* **PROBLEM TO SOLVE**: Can you print every record below exactly as written?

* **DATA FOR ANALYSIS**:
Segment Open
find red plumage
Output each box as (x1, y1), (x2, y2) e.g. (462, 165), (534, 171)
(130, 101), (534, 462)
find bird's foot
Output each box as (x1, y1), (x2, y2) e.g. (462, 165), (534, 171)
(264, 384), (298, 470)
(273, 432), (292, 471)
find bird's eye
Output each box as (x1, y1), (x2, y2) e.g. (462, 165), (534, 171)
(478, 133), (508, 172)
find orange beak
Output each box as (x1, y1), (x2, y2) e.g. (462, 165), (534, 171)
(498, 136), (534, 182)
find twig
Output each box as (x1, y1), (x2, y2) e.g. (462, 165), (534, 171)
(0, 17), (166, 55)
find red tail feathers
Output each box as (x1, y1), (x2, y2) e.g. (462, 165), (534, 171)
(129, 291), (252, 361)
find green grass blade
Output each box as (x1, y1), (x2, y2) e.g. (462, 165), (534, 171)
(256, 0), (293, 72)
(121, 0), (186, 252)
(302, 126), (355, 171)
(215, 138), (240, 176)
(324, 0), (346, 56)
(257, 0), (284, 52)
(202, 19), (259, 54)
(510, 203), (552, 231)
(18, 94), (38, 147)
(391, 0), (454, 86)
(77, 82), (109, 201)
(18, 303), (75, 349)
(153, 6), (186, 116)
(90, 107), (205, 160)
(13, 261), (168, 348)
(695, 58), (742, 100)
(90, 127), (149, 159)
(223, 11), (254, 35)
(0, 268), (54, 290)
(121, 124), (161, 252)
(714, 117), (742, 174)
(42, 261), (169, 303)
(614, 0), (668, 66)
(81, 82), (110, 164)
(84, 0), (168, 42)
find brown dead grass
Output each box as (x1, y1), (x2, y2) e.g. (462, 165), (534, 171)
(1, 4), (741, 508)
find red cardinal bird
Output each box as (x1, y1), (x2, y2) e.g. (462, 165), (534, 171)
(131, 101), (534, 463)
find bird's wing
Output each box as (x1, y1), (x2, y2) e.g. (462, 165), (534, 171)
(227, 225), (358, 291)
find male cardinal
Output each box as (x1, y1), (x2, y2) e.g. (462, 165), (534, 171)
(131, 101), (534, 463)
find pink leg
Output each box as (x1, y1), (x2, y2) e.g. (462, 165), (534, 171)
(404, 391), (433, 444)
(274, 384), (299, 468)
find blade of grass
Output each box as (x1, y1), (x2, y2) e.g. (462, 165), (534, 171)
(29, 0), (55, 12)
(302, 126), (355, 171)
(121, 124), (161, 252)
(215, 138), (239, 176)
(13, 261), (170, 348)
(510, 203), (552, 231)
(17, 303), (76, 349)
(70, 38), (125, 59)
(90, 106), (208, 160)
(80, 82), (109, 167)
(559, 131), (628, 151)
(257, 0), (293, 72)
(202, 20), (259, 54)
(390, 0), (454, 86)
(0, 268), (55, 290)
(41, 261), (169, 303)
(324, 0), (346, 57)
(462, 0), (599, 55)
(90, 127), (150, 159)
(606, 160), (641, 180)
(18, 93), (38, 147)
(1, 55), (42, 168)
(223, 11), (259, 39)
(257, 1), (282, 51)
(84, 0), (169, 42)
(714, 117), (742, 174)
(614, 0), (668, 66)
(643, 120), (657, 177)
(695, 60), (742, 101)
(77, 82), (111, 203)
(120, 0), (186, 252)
Segment Closed
* **RESPONSE AREA**:
find red plumage
Output each box as (x1, y1), (x2, y2) e.g. (462, 165), (534, 171)
(130, 101), (534, 462)
find bird's foot
Output each box as (x1, y1), (x2, y2) e.g. (462, 165), (534, 171)
(264, 384), (298, 470)
(273, 432), (292, 471)
find bird's eye
Output each box as (x1, y1), (x2, y2) e.g. (462, 165), (534, 171)
(478, 133), (508, 172)
find orange beak
Output each box as (x1, y1), (x2, y2) e.g. (462, 165), (534, 171)
(498, 136), (534, 182)
find twig
Output each box as (x1, y1), (x2, y2) e.g. (462, 165), (534, 171)
(0, 17), (166, 55)
find red tail feathers
Output each box as (x1, y1), (x2, y2) e.g. (462, 165), (534, 171)
(129, 291), (252, 361)
find green grass blade
Output each box as (x1, y1), (x2, y2) e.g. (462, 165), (534, 171)
(256, 0), (293, 72)
(121, 0), (186, 252)
(302, 126), (355, 171)
(215, 138), (240, 176)
(324, 0), (346, 56)
(257, 0), (284, 52)
(202, 19), (259, 54)
(510, 203), (552, 231)
(18, 94), (38, 147)
(391, 0), (454, 86)
(77, 82), (109, 201)
(18, 303), (75, 349)
(153, 6), (186, 116)
(90, 107), (205, 160)
(13, 261), (168, 348)
(695, 58), (742, 100)
(90, 127), (149, 159)
(223, 11), (254, 35)
(0, 268), (54, 290)
(121, 124), (161, 252)
(714, 117), (742, 174)
(42, 261), (169, 303)
(614, 0), (668, 66)
(81, 82), (110, 164)
(84, 0), (168, 42)
find brown dead grass
Output each box as (x1, y1), (x2, y2) e.g. (462, 165), (534, 171)
(1, 4), (741, 508)
find red cardinal bird
Output each box as (x1, y1), (x2, y2) e.g. (462, 165), (534, 171)
(131, 101), (534, 463)
find bird's wing
Output each box as (x1, y1), (x2, y2) e.g. (462, 165), (534, 171)
(227, 225), (358, 291)
find male cardinal
Output each box as (x1, y1), (x2, y2) e.g. (462, 165), (534, 171)
(131, 101), (534, 463)
find pink leg
Output each box as (x1, y1), (x2, y2) e.g. (462, 165), (534, 171)
(404, 391), (433, 444)
(274, 384), (299, 468)
find blade of grass
Output each box as (x1, y1), (x2, y2) e.g. (462, 165), (534, 171)
(29, 0), (55, 12)
(302, 126), (355, 171)
(121, 124), (161, 252)
(215, 138), (239, 176)
(13, 261), (170, 348)
(510, 203), (552, 231)
(17, 303), (76, 349)
(70, 38), (125, 59)
(90, 106), (208, 160)
(80, 82), (109, 167)
(559, 131), (628, 151)
(257, 0), (293, 72)
(202, 20), (259, 54)
(390, 0), (454, 86)
(0, 268), (55, 290)
(41, 261), (169, 303)
(324, 0), (346, 57)
(462, 0), (599, 55)
(90, 127), (150, 159)
(606, 160), (641, 180)
(18, 93), (38, 147)
(1, 55), (42, 168)
(223, 11), (259, 39)
(257, 1), (282, 51)
(84, 0), (169, 42)
(714, 117), (742, 174)
(614, 0), (668, 66)
(643, 120), (657, 177)
(695, 60), (742, 101)
(77, 82), (111, 203)
(120, 0), (186, 252)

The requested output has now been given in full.